WHAT IS ASKED.
In the records below, please transcribe the lines word for word, starting at the line that has "Reviewer note: confirm each instance of the white window" and stopping after the line that has "pixel 252 324".

** Start of RECORDS **

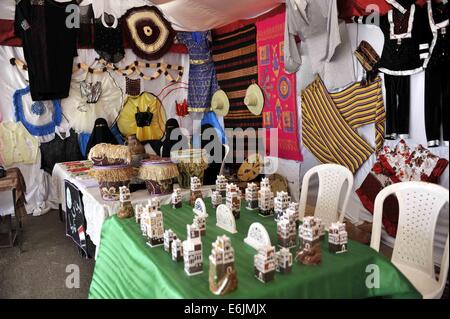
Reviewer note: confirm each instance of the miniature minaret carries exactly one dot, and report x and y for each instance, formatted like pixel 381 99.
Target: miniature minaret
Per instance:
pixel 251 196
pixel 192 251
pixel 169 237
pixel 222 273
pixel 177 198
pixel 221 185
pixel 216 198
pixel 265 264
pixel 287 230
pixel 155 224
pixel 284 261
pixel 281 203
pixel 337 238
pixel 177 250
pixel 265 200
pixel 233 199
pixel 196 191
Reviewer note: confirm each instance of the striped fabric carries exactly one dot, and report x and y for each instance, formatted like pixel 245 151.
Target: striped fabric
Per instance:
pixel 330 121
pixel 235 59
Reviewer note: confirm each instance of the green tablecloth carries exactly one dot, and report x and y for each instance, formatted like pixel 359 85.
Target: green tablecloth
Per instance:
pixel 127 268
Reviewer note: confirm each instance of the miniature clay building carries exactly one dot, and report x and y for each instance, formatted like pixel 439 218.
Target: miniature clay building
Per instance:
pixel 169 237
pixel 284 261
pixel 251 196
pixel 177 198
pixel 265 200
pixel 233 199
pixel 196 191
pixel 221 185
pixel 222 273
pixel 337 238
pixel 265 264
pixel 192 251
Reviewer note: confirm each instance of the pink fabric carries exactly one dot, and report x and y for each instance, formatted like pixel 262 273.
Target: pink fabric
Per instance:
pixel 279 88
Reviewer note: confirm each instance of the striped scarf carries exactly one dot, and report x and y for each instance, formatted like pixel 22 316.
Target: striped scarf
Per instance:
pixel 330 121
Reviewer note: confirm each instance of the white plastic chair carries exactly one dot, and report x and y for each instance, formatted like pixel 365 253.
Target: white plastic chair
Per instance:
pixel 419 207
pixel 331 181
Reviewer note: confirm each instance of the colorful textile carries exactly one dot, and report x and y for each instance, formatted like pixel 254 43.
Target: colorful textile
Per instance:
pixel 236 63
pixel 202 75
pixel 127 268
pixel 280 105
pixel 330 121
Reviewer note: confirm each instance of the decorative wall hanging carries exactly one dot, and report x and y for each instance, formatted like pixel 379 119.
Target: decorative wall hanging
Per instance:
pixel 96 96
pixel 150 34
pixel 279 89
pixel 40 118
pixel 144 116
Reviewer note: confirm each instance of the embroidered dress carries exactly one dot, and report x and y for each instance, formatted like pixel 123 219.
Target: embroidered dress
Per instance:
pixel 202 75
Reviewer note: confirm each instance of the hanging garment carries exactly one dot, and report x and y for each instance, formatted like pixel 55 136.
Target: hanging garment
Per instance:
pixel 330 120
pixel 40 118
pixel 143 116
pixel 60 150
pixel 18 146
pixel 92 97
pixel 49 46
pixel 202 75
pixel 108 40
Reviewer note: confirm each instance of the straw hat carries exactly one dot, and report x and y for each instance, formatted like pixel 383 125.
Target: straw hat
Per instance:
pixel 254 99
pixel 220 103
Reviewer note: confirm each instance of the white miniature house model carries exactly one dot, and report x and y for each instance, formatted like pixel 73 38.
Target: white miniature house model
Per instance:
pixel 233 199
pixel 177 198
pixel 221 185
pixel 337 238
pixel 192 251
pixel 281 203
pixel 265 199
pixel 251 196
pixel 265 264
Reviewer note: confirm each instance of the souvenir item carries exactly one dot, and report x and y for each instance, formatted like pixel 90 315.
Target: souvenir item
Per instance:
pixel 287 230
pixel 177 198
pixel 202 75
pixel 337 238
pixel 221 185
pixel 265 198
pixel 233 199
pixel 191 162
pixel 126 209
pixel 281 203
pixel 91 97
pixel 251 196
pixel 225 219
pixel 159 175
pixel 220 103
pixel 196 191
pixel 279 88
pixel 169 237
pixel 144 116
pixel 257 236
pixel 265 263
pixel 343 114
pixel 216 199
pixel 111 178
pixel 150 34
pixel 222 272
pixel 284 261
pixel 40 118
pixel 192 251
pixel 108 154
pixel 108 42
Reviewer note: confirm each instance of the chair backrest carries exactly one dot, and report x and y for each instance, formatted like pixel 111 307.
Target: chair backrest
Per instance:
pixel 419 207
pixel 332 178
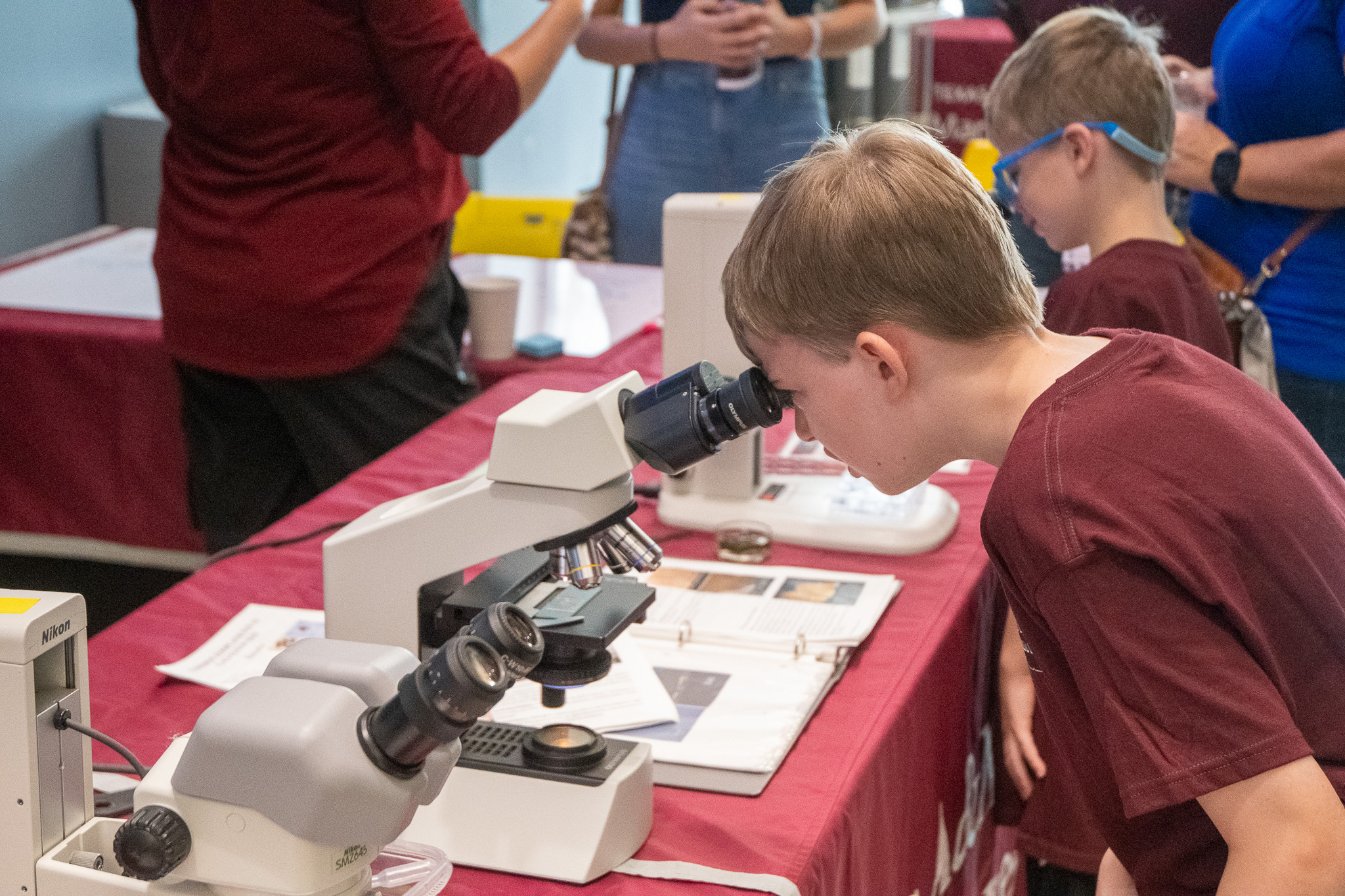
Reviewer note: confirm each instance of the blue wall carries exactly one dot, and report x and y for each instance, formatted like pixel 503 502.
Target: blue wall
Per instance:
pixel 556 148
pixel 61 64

** End of RECORDS **
** Start of RECORDS **

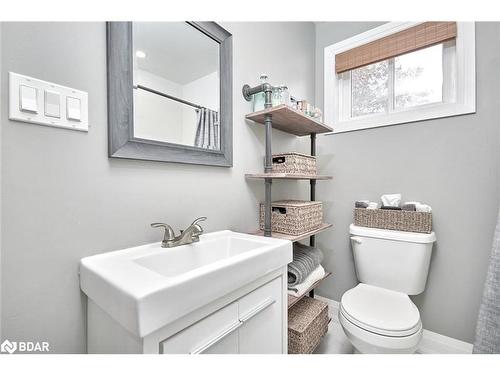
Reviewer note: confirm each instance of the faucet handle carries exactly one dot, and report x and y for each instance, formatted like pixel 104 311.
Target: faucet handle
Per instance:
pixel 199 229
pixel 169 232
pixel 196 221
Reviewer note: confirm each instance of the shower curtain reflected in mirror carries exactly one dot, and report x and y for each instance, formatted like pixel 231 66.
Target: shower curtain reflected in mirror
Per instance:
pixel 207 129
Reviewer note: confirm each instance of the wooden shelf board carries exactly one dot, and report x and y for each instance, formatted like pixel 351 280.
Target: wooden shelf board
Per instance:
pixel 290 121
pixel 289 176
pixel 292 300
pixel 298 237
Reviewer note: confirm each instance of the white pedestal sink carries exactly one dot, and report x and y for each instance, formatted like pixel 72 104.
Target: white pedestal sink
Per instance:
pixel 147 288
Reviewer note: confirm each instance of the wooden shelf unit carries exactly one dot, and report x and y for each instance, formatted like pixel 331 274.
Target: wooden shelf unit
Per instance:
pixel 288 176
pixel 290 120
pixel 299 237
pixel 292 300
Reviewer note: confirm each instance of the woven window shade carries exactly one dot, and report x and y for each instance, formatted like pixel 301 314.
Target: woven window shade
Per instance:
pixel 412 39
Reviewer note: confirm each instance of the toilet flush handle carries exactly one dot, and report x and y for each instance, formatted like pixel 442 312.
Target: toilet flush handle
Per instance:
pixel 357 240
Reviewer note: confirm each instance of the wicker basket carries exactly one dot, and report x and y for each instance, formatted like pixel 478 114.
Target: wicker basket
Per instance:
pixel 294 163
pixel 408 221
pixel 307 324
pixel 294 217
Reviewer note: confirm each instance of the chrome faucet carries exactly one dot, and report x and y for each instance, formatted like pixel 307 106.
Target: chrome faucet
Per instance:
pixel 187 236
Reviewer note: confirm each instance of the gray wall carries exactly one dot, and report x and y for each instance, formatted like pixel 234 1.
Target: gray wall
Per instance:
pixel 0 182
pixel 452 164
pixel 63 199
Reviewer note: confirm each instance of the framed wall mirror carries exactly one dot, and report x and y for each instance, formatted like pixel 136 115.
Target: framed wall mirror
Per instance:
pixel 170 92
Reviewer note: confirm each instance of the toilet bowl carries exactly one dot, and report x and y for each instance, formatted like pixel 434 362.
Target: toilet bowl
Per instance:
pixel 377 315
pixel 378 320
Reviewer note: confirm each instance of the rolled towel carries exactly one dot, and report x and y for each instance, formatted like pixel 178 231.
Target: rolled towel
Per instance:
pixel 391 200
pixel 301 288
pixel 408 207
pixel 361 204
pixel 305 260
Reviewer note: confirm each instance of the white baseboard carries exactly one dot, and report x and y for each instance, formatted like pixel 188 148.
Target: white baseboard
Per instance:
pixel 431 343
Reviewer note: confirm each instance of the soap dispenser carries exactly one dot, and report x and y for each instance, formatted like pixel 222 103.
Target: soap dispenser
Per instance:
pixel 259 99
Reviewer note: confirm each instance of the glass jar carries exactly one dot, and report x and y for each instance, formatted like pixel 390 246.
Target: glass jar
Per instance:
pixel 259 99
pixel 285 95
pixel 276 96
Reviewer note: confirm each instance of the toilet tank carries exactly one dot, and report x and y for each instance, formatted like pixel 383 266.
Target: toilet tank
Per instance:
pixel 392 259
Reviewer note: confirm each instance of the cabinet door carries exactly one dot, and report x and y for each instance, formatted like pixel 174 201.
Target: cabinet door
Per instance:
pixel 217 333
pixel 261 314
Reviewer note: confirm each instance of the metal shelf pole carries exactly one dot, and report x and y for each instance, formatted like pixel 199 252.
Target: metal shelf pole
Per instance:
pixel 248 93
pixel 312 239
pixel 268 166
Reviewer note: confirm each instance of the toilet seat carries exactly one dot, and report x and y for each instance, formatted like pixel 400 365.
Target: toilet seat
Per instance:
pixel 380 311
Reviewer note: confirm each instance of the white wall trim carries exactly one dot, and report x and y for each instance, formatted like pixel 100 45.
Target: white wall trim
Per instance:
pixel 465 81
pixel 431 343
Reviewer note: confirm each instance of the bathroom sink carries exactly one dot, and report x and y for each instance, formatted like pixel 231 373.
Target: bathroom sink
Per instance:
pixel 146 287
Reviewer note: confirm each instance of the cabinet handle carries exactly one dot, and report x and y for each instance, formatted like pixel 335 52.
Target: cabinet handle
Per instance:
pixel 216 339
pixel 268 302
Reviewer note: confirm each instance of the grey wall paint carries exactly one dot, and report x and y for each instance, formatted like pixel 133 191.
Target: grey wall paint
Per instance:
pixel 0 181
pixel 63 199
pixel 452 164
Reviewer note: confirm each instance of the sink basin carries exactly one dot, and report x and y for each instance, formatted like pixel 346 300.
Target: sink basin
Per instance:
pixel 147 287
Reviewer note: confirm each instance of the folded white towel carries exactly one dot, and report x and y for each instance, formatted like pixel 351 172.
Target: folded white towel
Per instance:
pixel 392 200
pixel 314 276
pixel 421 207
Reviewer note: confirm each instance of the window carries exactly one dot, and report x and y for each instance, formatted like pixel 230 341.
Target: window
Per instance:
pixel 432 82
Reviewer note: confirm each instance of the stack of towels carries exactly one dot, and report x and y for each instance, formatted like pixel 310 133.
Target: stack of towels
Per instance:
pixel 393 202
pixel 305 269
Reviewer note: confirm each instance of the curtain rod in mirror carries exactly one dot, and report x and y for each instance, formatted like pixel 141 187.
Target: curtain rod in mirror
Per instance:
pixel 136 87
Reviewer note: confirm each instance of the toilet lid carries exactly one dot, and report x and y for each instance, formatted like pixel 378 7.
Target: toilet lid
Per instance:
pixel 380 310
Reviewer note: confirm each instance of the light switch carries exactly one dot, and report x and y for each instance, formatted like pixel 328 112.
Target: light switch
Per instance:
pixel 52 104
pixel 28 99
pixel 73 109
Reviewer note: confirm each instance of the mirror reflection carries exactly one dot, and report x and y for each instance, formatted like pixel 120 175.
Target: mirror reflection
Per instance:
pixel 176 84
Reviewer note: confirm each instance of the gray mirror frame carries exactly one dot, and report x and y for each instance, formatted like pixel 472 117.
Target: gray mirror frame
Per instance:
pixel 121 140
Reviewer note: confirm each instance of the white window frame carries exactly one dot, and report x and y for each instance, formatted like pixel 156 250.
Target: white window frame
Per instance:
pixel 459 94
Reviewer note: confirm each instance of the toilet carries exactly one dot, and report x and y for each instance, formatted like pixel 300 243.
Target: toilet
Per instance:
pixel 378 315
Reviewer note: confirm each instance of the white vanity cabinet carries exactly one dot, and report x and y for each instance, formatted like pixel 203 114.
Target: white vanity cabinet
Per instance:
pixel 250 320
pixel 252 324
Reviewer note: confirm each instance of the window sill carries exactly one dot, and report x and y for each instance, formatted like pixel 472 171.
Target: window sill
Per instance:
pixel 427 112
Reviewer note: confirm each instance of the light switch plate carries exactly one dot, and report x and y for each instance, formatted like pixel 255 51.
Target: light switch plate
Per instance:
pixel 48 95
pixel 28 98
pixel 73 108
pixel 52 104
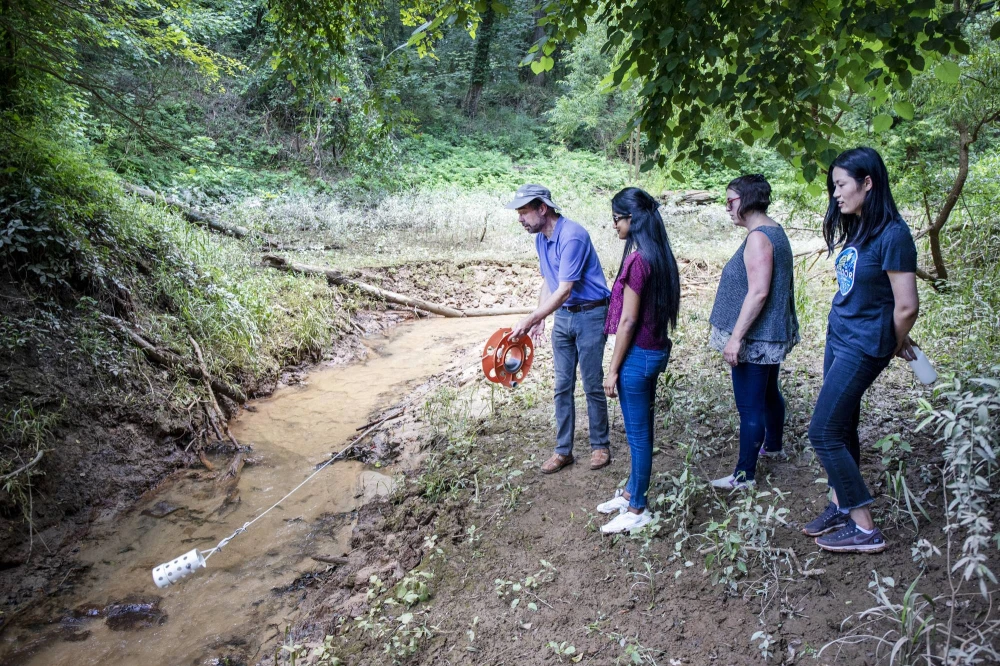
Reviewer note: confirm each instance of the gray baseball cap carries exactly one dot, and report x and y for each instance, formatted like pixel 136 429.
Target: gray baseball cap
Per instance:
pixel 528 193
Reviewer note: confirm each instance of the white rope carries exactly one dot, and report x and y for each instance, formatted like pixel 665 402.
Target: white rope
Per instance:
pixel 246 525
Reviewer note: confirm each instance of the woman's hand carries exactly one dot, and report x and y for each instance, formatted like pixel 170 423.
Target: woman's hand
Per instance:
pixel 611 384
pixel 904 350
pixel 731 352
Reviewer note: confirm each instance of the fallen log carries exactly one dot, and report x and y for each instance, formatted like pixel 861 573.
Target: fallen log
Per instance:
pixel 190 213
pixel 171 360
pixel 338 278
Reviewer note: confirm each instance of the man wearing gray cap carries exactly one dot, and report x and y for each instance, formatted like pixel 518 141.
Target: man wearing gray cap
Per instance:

** End of RECORDS **
** Start of RECORDS **

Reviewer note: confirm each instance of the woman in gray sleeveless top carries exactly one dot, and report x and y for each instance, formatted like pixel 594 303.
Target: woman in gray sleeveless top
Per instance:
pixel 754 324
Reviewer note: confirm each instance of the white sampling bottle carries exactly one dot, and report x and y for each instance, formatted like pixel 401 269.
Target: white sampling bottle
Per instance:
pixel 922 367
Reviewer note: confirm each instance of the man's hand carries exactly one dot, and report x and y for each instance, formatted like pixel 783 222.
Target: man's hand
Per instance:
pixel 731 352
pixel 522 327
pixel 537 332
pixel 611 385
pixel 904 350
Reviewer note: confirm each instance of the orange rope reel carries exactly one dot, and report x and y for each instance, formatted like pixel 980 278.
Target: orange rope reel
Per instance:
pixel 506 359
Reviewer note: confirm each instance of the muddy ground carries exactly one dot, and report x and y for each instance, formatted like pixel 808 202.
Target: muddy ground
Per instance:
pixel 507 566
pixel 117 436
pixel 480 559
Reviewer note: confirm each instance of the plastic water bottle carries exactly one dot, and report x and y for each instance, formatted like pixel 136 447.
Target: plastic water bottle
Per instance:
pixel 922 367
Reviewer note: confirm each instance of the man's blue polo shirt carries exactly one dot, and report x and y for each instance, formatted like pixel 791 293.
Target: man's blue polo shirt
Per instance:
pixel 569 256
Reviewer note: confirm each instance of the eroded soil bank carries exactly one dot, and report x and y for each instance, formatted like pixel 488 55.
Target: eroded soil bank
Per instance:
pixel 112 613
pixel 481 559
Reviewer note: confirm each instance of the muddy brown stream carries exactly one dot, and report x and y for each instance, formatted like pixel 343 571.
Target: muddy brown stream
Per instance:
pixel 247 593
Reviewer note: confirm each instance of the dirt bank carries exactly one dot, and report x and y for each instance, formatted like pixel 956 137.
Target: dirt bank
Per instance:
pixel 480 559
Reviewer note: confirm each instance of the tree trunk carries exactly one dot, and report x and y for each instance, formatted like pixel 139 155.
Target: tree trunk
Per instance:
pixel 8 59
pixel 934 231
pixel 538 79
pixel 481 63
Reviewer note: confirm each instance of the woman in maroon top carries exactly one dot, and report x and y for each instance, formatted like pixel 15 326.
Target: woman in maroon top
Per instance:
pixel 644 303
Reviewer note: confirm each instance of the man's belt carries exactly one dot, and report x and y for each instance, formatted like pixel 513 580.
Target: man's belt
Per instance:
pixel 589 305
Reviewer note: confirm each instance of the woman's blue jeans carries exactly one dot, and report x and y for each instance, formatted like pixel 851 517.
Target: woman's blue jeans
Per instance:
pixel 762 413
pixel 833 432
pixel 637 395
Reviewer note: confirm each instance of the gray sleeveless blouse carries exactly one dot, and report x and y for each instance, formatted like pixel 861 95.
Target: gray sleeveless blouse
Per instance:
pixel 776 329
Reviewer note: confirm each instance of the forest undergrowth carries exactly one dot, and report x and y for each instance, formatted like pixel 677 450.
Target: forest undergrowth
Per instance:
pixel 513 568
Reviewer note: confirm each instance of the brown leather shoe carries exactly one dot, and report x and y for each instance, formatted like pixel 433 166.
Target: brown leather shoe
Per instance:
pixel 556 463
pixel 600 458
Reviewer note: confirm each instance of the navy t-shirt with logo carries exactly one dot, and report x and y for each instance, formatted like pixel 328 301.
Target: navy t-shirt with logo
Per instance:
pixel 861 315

** End of RECORDS **

WRITTEN RESPONSE.
Reviewer note: confirm each instance of the white window frame carries exactly one dot, and report x and y for each instance, formatted like pixel 156 250.
Target: white window frame
Per instance:
pixel 459 94
Reviewer note: confirm each instance of the toilet carries exactly one dot, and report x and y for each instance, formatted like pixel 300 243.
Target: toilet
Per instance:
pixel 378 315
Reviewer note: confirm each instance of the white vanity cabinet carries exactly one dot, and report x and y for each instance, formatted like pixel 203 114.
Target: white vanity cabinet
Per instance:
pixel 250 320
pixel 252 324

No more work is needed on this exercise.